======== Task inputs

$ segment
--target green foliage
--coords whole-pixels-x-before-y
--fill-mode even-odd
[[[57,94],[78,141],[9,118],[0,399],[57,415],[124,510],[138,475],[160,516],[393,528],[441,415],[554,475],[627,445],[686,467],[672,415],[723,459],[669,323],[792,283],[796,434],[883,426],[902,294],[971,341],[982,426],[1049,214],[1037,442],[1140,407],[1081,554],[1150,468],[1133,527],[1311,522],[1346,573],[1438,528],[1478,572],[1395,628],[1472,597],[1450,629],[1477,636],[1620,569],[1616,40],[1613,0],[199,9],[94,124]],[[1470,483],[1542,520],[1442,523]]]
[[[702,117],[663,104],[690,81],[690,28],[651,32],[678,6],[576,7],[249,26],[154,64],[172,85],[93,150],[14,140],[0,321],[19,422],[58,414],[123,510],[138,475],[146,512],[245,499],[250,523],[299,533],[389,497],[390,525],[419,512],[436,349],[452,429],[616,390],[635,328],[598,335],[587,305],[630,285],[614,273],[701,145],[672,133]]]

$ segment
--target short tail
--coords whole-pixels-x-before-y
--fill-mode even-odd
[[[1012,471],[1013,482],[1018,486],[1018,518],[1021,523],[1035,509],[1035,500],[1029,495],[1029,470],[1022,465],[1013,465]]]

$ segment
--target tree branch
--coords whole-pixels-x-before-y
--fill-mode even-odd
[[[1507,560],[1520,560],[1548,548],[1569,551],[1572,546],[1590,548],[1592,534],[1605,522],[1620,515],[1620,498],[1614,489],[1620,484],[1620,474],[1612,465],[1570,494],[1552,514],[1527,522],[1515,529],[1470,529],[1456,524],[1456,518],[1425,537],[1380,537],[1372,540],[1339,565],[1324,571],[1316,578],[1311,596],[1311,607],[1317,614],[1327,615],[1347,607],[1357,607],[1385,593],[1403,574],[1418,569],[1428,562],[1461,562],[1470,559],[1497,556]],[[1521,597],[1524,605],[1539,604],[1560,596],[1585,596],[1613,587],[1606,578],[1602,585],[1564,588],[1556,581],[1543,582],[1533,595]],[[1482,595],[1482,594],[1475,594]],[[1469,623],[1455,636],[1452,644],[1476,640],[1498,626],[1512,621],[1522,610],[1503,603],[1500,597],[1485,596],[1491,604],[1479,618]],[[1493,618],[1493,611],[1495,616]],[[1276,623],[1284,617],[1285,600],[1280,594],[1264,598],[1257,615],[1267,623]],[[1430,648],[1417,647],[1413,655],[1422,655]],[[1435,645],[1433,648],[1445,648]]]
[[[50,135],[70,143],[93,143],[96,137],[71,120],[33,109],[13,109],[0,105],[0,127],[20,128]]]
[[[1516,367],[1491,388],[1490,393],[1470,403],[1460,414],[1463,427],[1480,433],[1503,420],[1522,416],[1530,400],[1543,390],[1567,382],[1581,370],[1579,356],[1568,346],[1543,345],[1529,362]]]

================

## What to do:
All of the records must be retyped exactly as they are.

## Written reply:
$ segment
--target green foliage
--coords whole-pixels-x-before-y
--fill-mode even-odd
[[[57,94],[78,141],[9,118],[0,399],[57,415],[124,510],[138,475],[160,516],[393,528],[441,415],[554,475],[627,445],[686,467],[672,415],[723,459],[669,323],[792,283],[796,434],[883,426],[902,294],[971,341],[982,426],[1049,214],[1037,442],[1140,407],[1081,554],[1150,468],[1133,527],[1311,522],[1346,573],[1438,528],[1478,572],[1395,628],[1472,597],[1450,629],[1477,636],[1620,569],[1616,40],[1613,0],[199,9],[94,124]],[[1470,483],[1542,520],[1442,523]]]
[[[702,117],[663,104],[690,81],[690,28],[651,32],[678,6],[576,7],[249,26],[154,64],[172,85],[93,150],[14,140],[0,321],[19,422],[58,414],[123,510],[138,475],[146,512],[245,499],[250,523],[299,533],[389,497],[390,525],[419,512],[436,349],[452,429],[616,390],[635,328],[598,335],[587,305],[630,285],[614,273],[701,145],[672,133]]]

$ segment
--target short tail
--coords whole-pixels-x-before-y
--fill-mode even-odd
[[[1012,471],[1013,482],[1018,486],[1018,518],[1021,523],[1035,509],[1035,500],[1029,495],[1029,470],[1022,465],[1013,465]]]

$ segment
--target tree branch
--coords whole-pixels-x-before-y
--fill-mode even-odd
[[[1507,560],[1520,560],[1548,548],[1569,551],[1572,546],[1590,548],[1592,534],[1605,522],[1620,515],[1620,498],[1614,489],[1620,484],[1620,474],[1612,465],[1570,494],[1552,514],[1527,522],[1515,529],[1470,529],[1456,524],[1456,518],[1425,537],[1380,537],[1372,540],[1339,565],[1324,571],[1316,578],[1311,596],[1311,607],[1317,614],[1327,615],[1347,607],[1357,607],[1385,593],[1403,574],[1418,569],[1428,562],[1461,562],[1470,559],[1497,556]],[[1521,597],[1524,605],[1539,604],[1560,596],[1585,596],[1613,587],[1606,578],[1602,585],[1564,588],[1556,581],[1543,582],[1533,595]],[[1482,595],[1482,594],[1475,594]],[[1469,623],[1455,636],[1452,644],[1476,640],[1498,626],[1512,621],[1522,610],[1503,603],[1500,597],[1485,596],[1491,604],[1479,618]],[[1493,618],[1493,611],[1495,616]],[[1276,623],[1284,617],[1285,600],[1280,594],[1264,598],[1257,615],[1267,623]],[[1430,648],[1417,647],[1413,655],[1422,655]],[[1435,645],[1433,648],[1445,648]]]
[[[50,135],[70,143],[93,143],[96,137],[71,120],[33,109],[13,109],[0,105],[0,127],[20,128]]]
[[[1516,367],[1491,388],[1490,393],[1470,403],[1460,414],[1463,427],[1480,433],[1503,420],[1522,416],[1530,400],[1543,390],[1567,382],[1581,370],[1579,356],[1568,346],[1543,345],[1529,362]]]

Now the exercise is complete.